[Natural language region descriptions]

☆ ☆ ☆

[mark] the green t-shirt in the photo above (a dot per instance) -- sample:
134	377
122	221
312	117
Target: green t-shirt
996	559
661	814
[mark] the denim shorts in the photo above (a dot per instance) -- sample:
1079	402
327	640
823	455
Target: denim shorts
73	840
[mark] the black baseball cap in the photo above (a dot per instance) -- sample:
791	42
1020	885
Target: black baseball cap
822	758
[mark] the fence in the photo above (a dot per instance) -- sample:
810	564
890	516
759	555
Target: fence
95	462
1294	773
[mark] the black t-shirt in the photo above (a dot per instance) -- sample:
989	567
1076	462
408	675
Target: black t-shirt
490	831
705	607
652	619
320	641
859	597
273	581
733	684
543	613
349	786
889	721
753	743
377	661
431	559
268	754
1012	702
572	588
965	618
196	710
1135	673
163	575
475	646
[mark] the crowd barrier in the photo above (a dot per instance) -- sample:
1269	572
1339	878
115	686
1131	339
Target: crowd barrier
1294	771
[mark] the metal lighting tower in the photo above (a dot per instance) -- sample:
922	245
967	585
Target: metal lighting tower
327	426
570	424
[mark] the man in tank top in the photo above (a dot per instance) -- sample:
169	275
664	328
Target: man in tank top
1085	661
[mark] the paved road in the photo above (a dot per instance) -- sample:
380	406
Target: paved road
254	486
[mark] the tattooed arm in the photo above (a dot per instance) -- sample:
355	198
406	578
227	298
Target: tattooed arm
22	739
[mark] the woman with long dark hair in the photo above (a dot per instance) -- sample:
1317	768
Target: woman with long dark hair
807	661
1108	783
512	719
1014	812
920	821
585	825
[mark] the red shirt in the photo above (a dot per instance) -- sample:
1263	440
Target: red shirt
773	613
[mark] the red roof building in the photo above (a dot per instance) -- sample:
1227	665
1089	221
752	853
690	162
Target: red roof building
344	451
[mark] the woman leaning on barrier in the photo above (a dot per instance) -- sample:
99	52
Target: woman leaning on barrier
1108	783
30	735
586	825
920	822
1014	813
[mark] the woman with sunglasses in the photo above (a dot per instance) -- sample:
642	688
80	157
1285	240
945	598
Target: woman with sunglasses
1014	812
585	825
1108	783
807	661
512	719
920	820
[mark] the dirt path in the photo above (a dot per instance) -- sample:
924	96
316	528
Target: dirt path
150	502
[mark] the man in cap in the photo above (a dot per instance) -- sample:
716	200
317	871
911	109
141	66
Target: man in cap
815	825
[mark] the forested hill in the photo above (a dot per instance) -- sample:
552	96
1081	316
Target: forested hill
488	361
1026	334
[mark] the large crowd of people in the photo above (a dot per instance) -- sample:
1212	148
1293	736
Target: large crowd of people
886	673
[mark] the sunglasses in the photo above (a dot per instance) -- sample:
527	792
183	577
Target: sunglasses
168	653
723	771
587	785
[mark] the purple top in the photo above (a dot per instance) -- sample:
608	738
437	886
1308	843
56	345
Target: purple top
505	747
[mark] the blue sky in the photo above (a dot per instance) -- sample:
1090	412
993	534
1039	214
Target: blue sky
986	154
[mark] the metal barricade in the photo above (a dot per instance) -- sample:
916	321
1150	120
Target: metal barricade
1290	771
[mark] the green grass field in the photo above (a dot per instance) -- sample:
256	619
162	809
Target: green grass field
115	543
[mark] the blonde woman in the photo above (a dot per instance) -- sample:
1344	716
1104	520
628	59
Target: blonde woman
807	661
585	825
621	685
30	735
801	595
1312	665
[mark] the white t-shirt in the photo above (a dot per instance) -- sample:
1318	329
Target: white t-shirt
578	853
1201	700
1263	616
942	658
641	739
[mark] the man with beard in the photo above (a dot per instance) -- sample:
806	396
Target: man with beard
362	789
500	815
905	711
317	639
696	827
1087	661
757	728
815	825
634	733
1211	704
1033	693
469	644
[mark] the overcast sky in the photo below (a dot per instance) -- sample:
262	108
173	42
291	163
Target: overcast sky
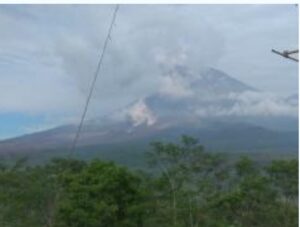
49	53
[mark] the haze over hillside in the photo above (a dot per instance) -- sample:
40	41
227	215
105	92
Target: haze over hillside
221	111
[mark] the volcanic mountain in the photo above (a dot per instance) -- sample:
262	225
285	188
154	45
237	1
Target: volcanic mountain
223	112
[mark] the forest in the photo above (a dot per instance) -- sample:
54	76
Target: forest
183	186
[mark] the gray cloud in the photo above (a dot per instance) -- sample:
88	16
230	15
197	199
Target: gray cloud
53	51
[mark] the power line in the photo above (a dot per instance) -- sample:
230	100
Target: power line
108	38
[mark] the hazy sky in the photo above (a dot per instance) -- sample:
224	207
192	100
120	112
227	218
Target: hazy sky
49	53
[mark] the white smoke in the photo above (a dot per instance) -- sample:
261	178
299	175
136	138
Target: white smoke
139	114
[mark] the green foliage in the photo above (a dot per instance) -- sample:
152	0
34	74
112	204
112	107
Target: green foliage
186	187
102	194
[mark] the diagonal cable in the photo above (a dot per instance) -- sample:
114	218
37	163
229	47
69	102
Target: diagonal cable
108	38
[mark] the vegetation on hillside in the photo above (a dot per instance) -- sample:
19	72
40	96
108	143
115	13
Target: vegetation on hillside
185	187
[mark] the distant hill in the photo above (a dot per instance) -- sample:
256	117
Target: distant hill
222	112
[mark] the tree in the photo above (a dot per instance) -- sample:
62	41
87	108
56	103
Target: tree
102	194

☆ ☆ ☆

## WORK TASK:
Omit all pictures while transcribing the entries verbatim.

## TASK OUTPUT:
[mark] the green t-shirt in the photo above (a dot per instance) -- sample:
134	377
122	221
312	117
Target: green t-shirt
996	559
661	814
[mark] the denim shorts in the photo above (a dot per instance) -- sample:
1079	402
327	640
823	455
Target: denim shorts
73	840
[mark] the black baseball cap in the photo above (a dot per instance) -- sample:
791	42
1020	885
Target: black baseball cap
822	758
[mark] the fence in the photo above (a dot per instance) -- sample:
810	564
890	516
759	555
Target: fence
95	462
1294	773
[mark] the black t-shirt in the photo above (a dot per instance) -- sample:
989	567
1076	462
408	675
Target: black t-shirt
490	831
705	607
652	619
320	641
859	597
273	581
733	684
543	613
349	786
889	721
753	743
377	661
431	559
268	754
1012	702
572	588
965	618
196	710
1135	673
163	575
475	646
[mark] the crowd barrier in the photo above (a dot per instance) -- sample:
1269	572
1339	878
115	686
1131	339
Target: crowd barrier
1294	771
[mark] the metal lighting tower in the photo above (a dot per instance) -- sample:
922	245
967	585
Target: metal lighting tower
327	426
570	424
[mark] the man in tank top in the photo above (a dot per instance) -- sample:
169	275
664	328
Target: man in tank top
1085	661
[mark] the paved road in the photo above (a dot per instance) -- sample:
380	406
Target: paved road
254	486
[mark] the tattooed arm in the photo above (a dot per instance) -- sample:
355	198
406	578
227	298
Target: tattooed arm
22	739
[mark] the woman with long dark hair in the photo above (a dot per instance) -- sample:
1317	768
Target: woman with long dark hair
807	661
1108	783
512	719
1014	812
920	821
585	825
[mark] the red shirt in the photo above (a dot per instance) -- sample:
1263	440
Target: red shirt
773	613
[mark] the red roof building in the photo above (a dot per instance) -- sample:
1227	665
1089	221
752	853
690	162
Target: red roof building
344	451
[mark] the woman leaning on barrier in the photo above (a dot per instance) -- sample:
99	52
Target: woman leaning on barrier
1108	783
30	735
586	825
920	822
1014	813
[mark] the woman with sunglasses in the photo above (a dot per instance) -- sample:
642	688
80	157
1285	240
945	598
Target: woman with sunglasses
1014	812
585	825
1108	783
807	661
512	719
920	820
[mark] the dirt path in the photo above (a dot per instance) -- sample:
924	96
316	528
Target: dirt path
150	502
[mark] the man in cap in the photo above (a dot per instance) -- sample:
716	200
317	871
911	109
141	66
Target: man in cap
815	825
[mark] the forested hill in the photo above (a dot per instance) -- sample:
552	96
1081	316
Target: forested hill
488	361
1026	334
[mark] the large crowd of people in the photo above (a dot per instance) -- sample:
1212	148
1293	736
Target: large crowd of people
886	673
[mark] the sunglasses in the photo above (a dot per instance) -- sample:
527	792
183	577
Target: sunglasses
168	653
723	771
587	785
[mark] the purple top in the photo above (a dot per instance) -- sample:
608	738
437	886
1308	843
56	345
Target: purple top
505	747
[mark] the blue sky in the photo above (a dot per instance) -- sample:
1090	412
993	534
1039	214
Target: blue sky
986	154
[mark] the metal barricade in the photo above (a dot per instance) -- sample:
916	321
1150	120
Target: metal barricade
1290	771
[mark] the green grass field in the photo above (a dot per instance) -- sample:
256	619
162	809
Target: green grass field
115	543
[mark] the blonde woman in the photo above (a dot per instance) -- sample:
1344	716
1104	520
628	59
Target: blonde woman
807	661
585	825
621	685
30	735
801	595
1312	665
[mark] the white t-shirt in the photo above (a dot per instance) -- sample:
1318	329
Target: white t-shirt
578	853
1201	700
1263	616
942	658
641	739
[mark] the man with beard in the photo above (a dot per instance) -- sample:
806	396
Target: man with beard
362	789
500	815
905	711
317	639
696	827
1087	661
757	728
815	825
634	733
1211	704
1033	693
469	644
[mark] the overcast sky in the photo below (a dot per instance) -- sample:
262	108
173	42
291	163
Target: overcast sky
49	53
[mark] the haze over hillside in the photo above (a dot per instance) -- sample:
40	41
227	215
105	92
Target: haze over hillside
221	111
[mark] the volcanic mountain in the photo above (a dot per instance) -- sample:
262	225
285	188
154	45
237	1
Target: volcanic mountain
223	112
[mark] the forest in the photo above (a dot per instance) -- sample:
54	76
Target: forest
183	186
[mark] the gray cloud in the photo above (a dot per instance) -- sample:
88	16
230	15
197	199
Target: gray cloud
53	51
[mark] the power line in the photo above (a dot per instance) -- sample:
230	100
Target: power line
108	38
[mark] the hazy sky in the photo above (a dot per instance) -- sample:
224	207
192	100
120	112
227	218
Target: hazy sky
49	53
[mark] the white smoke in the photo above (a dot per instance) -- sample:
261	178
299	175
136	138
Target: white smoke
139	114
[mark] the green foliage in the photo above (a dot per instance) -- sample:
152	0
34	74
112	204
112	107
Target: green foliage
186	187
102	194
[mark] the diagonal cable in the photo above (a dot per instance) -- sample:
114	218
37	163
229	47
69	102
Target: diagonal cable
108	38
[mark] the vegetation on hillside in the photo above (a dot per instance) -- sample:
19	72
40	96
108	143
115	13
Target: vegetation on hillside
185	187
[mark] the distant hill in the photo above (a dot per instance) -- sample:
256	117
Target: distant hill
222	112
[mark] the tree in the photo above (a dot per instance) -- sample:
62	41
87	108
56	103
Target: tree
102	194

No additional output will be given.